» **Directive**
Output the listing as a JSON array of strings, one string per line, skipping blank lines. Begin at the line that contains "pixel 318 212.", stop after the line that contains "pixel 315 141", and include nothing outside that span.
-------- Stored rows
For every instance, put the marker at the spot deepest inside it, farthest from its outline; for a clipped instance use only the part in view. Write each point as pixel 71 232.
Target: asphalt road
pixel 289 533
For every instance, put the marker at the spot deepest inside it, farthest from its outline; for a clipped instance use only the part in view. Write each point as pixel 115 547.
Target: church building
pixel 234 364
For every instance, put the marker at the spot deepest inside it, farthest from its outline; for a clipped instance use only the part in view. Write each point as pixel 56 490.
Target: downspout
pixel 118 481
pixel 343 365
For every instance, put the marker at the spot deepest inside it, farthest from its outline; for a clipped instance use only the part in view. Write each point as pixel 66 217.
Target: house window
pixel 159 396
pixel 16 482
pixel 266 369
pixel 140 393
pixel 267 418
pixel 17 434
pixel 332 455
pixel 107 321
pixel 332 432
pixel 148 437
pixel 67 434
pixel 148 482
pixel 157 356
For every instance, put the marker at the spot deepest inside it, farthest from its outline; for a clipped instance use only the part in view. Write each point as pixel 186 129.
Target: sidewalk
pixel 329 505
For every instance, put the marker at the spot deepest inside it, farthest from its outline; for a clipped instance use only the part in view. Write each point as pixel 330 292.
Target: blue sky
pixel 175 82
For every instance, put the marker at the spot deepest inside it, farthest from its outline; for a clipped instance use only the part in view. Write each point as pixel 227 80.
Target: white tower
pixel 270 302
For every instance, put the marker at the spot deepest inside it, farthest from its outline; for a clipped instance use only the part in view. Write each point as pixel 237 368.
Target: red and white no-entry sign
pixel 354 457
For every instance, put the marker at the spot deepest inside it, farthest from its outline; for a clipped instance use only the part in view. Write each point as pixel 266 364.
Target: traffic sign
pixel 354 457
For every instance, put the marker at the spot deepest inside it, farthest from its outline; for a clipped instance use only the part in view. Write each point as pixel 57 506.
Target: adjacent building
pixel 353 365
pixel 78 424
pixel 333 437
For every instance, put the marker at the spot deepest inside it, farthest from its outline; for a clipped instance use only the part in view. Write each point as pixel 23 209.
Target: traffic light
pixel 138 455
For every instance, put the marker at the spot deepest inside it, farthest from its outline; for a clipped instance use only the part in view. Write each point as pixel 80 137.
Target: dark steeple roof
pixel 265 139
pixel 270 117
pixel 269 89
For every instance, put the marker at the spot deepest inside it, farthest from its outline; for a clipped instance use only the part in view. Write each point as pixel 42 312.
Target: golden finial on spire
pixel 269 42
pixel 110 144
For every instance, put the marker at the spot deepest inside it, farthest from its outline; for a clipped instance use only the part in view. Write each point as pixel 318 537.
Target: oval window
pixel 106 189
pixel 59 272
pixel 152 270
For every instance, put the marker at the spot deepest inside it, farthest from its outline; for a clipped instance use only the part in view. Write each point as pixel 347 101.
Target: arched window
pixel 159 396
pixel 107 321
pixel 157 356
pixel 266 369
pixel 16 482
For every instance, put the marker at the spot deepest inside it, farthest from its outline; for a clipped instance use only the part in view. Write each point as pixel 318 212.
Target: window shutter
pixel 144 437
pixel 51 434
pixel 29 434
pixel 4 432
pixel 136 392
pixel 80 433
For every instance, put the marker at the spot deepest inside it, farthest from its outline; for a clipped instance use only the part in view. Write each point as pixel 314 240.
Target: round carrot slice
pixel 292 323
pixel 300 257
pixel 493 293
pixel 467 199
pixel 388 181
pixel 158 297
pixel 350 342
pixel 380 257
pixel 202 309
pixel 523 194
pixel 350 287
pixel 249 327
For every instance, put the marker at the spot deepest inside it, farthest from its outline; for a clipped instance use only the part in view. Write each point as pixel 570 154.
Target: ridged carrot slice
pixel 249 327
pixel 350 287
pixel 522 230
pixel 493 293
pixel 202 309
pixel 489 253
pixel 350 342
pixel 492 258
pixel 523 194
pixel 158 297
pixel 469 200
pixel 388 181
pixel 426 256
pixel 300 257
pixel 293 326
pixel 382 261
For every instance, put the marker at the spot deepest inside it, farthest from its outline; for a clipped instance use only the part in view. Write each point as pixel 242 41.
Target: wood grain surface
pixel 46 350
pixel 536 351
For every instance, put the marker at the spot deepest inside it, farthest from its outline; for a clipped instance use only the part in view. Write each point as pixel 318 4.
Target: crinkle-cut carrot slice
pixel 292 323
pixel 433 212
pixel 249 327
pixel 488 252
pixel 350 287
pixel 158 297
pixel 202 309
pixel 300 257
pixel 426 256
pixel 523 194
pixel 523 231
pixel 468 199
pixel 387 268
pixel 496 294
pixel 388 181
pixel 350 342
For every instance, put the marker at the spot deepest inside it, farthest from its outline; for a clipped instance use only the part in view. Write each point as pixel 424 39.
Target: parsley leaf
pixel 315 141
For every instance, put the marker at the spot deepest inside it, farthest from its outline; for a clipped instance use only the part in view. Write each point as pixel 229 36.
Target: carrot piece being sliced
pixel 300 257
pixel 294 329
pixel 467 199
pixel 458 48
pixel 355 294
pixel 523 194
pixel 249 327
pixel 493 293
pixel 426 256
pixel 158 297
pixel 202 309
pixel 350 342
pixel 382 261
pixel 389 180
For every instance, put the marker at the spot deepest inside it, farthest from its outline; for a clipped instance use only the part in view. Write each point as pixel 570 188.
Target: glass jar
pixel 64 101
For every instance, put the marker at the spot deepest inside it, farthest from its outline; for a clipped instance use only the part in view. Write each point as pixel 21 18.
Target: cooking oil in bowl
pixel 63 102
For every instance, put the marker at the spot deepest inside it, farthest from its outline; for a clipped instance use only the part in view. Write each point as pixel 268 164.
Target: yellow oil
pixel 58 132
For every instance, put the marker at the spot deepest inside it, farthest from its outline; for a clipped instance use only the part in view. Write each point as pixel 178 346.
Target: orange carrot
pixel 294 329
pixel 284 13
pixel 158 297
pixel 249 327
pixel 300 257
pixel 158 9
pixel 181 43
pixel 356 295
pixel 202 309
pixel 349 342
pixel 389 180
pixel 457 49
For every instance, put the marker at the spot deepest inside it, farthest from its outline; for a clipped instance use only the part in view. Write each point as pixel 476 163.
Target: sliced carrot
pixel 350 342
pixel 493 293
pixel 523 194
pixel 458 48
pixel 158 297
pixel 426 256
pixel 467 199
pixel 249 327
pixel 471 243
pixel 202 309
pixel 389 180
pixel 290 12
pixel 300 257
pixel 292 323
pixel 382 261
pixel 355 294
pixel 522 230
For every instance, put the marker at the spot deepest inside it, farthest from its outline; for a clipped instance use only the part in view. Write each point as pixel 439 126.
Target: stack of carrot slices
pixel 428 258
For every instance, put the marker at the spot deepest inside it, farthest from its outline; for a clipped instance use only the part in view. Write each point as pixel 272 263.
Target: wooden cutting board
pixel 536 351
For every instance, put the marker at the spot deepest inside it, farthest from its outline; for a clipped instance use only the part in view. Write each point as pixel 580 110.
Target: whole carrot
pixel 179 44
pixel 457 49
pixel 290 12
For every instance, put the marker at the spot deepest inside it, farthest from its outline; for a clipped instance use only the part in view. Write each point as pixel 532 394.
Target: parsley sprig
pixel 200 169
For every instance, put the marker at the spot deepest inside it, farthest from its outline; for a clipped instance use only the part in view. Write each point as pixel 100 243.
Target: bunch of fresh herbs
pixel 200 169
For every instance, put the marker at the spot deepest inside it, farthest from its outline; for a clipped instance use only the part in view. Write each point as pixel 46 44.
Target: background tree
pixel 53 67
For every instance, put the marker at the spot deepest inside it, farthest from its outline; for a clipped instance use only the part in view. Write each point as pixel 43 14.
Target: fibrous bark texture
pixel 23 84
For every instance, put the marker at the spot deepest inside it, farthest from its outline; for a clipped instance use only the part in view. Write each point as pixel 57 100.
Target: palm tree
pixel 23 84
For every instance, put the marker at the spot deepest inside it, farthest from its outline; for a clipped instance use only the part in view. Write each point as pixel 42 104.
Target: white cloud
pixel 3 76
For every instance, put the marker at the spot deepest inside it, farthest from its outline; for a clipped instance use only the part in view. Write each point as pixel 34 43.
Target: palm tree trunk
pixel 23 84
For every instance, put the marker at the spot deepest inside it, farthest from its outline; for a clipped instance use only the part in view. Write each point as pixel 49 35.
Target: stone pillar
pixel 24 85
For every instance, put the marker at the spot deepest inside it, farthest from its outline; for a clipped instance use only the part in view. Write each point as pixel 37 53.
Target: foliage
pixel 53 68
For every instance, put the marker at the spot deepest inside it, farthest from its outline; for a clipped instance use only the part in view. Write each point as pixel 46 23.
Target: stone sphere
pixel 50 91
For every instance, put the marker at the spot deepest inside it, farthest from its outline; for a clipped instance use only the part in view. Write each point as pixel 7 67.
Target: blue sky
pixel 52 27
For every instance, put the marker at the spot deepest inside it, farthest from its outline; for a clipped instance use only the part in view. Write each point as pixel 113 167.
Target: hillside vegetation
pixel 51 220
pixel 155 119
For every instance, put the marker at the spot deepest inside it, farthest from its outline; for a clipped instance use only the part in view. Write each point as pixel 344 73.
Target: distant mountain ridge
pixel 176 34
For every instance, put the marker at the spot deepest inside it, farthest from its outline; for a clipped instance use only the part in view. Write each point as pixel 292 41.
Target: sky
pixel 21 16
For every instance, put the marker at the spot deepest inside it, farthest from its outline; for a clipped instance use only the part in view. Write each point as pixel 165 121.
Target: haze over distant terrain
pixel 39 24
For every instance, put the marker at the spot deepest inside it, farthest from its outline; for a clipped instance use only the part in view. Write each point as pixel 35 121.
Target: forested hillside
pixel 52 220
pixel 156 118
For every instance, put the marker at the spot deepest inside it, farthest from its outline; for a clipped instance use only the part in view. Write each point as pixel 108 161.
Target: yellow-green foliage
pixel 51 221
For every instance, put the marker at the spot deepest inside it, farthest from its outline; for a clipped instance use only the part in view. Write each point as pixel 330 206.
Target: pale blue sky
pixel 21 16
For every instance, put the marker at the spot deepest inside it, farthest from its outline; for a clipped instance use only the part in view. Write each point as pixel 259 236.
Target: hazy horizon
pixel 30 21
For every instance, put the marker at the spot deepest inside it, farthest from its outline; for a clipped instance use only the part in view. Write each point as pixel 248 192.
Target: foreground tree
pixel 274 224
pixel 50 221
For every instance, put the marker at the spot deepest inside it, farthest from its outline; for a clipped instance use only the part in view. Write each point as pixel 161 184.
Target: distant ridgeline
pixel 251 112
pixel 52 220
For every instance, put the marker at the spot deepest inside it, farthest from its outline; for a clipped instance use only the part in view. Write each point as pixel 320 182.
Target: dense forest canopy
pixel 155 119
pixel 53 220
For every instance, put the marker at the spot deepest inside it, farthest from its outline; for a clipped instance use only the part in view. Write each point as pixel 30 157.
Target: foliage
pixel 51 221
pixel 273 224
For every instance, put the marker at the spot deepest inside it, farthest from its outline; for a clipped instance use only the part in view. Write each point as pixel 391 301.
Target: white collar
----------------
» **Solved exercise**
[
  "For every instance, put the marker at the spot deepest inside it, farthest from its outline; for a clipped instance use only the part in view. Write each point as pixel 318 212.",
  "Target: window shutter",
  "pixel 144 437",
  "pixel 51 434",
  "pixel 29 434",
  "pixel 4 432",
  "pixel 136 392",
  "pixel 80 433",
  "For every instance, put the marker at the spot deepest inside it, farthest from its outline; for a clipped instance use only the part in view. Write each point as pixel 314 240.",
  "Target: round carrot slice",
  "pixel 292 323",
  "pixel 300 257",
  "pixel 493 293",
  "pixel 467 199",
  "pixel 388 181",
  "pixel 158 297",
  "pixel 350 342",
  "pixel 380 257",
  "pixel 202 309",
  "pixel 523 194",
  "pixel 350 287",
  "pixel 249 327",
  "For every instance, put the marker at the spot deepest inside it, farthest from its outline; for a clipped instance use only the part in view. Write each point as pixel 570 154.",
  "Target: ridged carrot slice",
  "pixel 249 327",
  "pixel 350 287",
  "pixel 522 230",
  "pixel 493 293",
  "pixel 202 309",
  "pixel 489 253",
  "pixel 350 342",
  "pixel 492 258",
  "pixel 523 194",
  "pixel 158 297",
  "pixel 469 200",
  "pixel 388 181",
  "pixel 426 256",
  "pixel 300 257",
  "pixel 293 326",
  "pixel 382 261",
  "For every instance, put the marker at the spot deepest inside it, farthest from its outline; for a clipped instance use only the part in view. Write each point as pixel 242 41.",
  "Target: wood grain surface",
  "pixel 46 350",
  "pixel 536 351",
  "For every instance, put the marker at the spot deepest inside it, farthest from its outline; for a clipped instance use only the part in view. Write each point as pixel 318 4.",
  "Target: crinkle-cut carrot slice",
  "pixel 292 323",
  "pixel 433 212",
  "pixel 249 327",
  "pixel 488 252",
  "pixel 350 287",
  "pixel 158 297",
  "pixel 202 309",
  "pixel 300 257",
  "pixel 426 256",
  "pixel 523 194",
  "pixel 523 231",
  "pixel 468 199",
  "pixel 387 268",
  "pixel 496 294",
  "pixel 388 181",
  "pixel 350 342",
  "For every instance, put the marker at the spot deepest inside it, farthest from its outline; for a clipped instance use only the part in view. Write each point as pixel 424 39.",
  "Target: parsley leaf",
  "pixel 315 141"
]